- DATA TO PROCESS
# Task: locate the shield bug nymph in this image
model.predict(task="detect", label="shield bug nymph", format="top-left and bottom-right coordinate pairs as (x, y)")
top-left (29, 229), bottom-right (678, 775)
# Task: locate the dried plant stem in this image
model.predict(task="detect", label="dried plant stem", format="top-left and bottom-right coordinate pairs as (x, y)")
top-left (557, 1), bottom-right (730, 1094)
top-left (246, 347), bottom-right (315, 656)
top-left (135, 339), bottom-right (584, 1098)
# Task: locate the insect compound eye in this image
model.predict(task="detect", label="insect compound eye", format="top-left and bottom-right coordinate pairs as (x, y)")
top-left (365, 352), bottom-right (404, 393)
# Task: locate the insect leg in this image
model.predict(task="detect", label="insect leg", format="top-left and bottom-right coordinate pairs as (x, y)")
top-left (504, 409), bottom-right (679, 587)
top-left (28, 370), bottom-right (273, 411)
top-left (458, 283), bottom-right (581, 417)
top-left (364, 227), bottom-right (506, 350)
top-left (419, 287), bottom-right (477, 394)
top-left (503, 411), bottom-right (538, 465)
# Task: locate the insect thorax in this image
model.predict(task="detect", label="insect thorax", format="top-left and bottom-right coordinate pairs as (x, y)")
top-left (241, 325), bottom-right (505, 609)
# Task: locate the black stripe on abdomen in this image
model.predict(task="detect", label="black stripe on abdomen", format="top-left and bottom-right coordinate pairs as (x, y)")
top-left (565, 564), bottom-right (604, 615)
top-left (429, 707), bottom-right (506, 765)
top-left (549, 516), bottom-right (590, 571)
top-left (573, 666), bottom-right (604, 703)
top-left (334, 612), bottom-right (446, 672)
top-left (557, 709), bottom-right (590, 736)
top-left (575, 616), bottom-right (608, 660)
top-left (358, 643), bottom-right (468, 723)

- ASSIGNED TASK
Find how many lines in the listing contain the word "locate" and give that count alone.

- TASK RESULT
6